##### DATA LISTING

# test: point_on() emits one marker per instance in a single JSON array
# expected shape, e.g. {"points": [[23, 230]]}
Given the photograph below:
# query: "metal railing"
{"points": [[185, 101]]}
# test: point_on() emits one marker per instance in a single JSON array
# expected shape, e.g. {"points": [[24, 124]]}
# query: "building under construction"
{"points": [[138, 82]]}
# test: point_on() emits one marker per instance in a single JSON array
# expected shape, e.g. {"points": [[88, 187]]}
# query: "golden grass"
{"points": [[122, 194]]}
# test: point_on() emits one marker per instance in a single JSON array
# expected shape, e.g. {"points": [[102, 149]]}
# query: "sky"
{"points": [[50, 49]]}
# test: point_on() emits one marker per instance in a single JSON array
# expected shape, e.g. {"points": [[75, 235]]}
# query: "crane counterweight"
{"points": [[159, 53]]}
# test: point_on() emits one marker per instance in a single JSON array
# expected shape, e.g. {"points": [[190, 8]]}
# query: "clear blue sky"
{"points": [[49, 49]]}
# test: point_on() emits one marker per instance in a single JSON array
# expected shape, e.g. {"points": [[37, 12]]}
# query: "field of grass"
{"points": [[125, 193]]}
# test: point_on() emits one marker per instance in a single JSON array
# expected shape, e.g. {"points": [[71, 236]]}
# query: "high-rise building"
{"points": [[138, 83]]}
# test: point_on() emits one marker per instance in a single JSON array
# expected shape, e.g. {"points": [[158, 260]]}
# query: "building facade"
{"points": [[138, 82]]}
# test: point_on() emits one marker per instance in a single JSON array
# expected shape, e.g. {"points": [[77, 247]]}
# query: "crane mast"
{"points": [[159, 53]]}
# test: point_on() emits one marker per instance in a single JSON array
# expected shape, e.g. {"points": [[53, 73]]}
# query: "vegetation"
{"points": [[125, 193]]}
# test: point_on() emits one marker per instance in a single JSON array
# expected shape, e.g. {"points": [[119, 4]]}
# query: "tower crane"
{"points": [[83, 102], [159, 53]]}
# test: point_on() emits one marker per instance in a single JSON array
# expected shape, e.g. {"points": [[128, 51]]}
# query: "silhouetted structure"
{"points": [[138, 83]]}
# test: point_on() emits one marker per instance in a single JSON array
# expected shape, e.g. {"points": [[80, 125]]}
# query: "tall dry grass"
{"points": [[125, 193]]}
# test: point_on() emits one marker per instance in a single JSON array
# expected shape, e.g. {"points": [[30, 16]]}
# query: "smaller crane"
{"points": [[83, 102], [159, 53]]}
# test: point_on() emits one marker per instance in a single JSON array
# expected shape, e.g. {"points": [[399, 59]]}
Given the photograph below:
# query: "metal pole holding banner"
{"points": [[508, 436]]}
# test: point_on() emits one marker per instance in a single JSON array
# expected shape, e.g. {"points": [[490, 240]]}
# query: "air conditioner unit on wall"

##########

Write out all the records above again, exactly as they stand.

# test: point_on() emits one marker per instance in a single JSON array
# expected shape, e.g. {"points": [[23, 230]]}
Given the photograph below:
# query: "metal railing"
{"points": [[185, 101]]}
# test: point_on() emits one marker per instance in a single JSON array
# expected shape, e.g. {"points": [[24, 124]]}
# query: "building under construction"
{"points": [[138, 82]]}
# test: point_on() emits one marker per instance in a single JSON array
# expected shape, e.g. {"points": [[88, 187]]}
# query: "golden grass"
{"points": [[122, 194]]}
# test: point_on() emits one marker per instance in a single JSON array
# expected shape, e.g. {"points": [[102, 149]]}
# query: "sky"
{"points": [[50, 49]]}
# test: point_on() emits one marker per instance in a single JSON array
# expected shape, e.g. {"points": [[75, 235]]}
# query: "crane counterweight"
{"points": [[159, 53]]}
# test: point_on() emits one marker per instance in a single JSON array
# expected shape, e.g. {"points": [[190, 8]]}
# query: "clear blue sky"
{"points": [[49, 49]]}
# test: point_on() emits one marker per instance in a single JSON array
# expected shape, e.g. {"points": [[37, 12]]}
# query: "field of grass"
{"points": [[125, 193]]}
# test: point_on() emits one marker per instance in a single JSON array
# expected shape, e.g. {"points": [[71, 236]]}
# query: "high-rise building"
{"points": [[138, 83]]}
# test: point_on() emits one marker per instance in a single JSON array
# expected shape, e.g. {"points": [[158, 260]]}
# query: "building facade"
{"points": [[138, 82]]}
# test: point_on() emits one marker per instance in a single JSON array
# expected shape, e.g. {"points": [[77, 247]]}
# query: "crane mast"
{"points": [[159, 53]]}
# test: point_on() emits one marker per instance in a single JSON array
# expected shape, e.g. {"points": [[53, 73]]}
# query: "vegetation"
{"points": [[125, 193]]}
# test: point_on() emits one marker per instance in a single JSON array
# expected shape, e.g. {"points": [[119, 4]]}
# query: "tower crane"
{"points": [[83, 102], [159, 53]]}
# test: point_on() emits one marker per instance in a single JSON array
# expected shape, e.g. {"points": [[128, 51]]}
# query: "silhouetted structure"
{"points": [[138, 83]]}
# test: point_on() emits one marker per instance in a single JSON array
# expected shape, e.g. {"points": [[80, 125]]}
# query: "tall dry grass"
{"points": [[125, 193]]}
# test: point_on() emits one marker per instance in a single JSON array
# expected shape, e.g. {"points": [[30, 16]]}
# query: "smaller crane"
{"points": [[83, 102], [159, 53]]}
# test: point_on() emits one marker per instance in a single JSON array
# expected shape, e.g. {"points": [[399, 59]]}
Given the photograph below:
# query: "metal pole holding banner"
{"points": [[508, 436]]}
# test: point_on() emits one marker per instance in a single JSON array
# expected shape, e.g. {"points": [[490, 240]]}
# query: "air conditioner unit on wall"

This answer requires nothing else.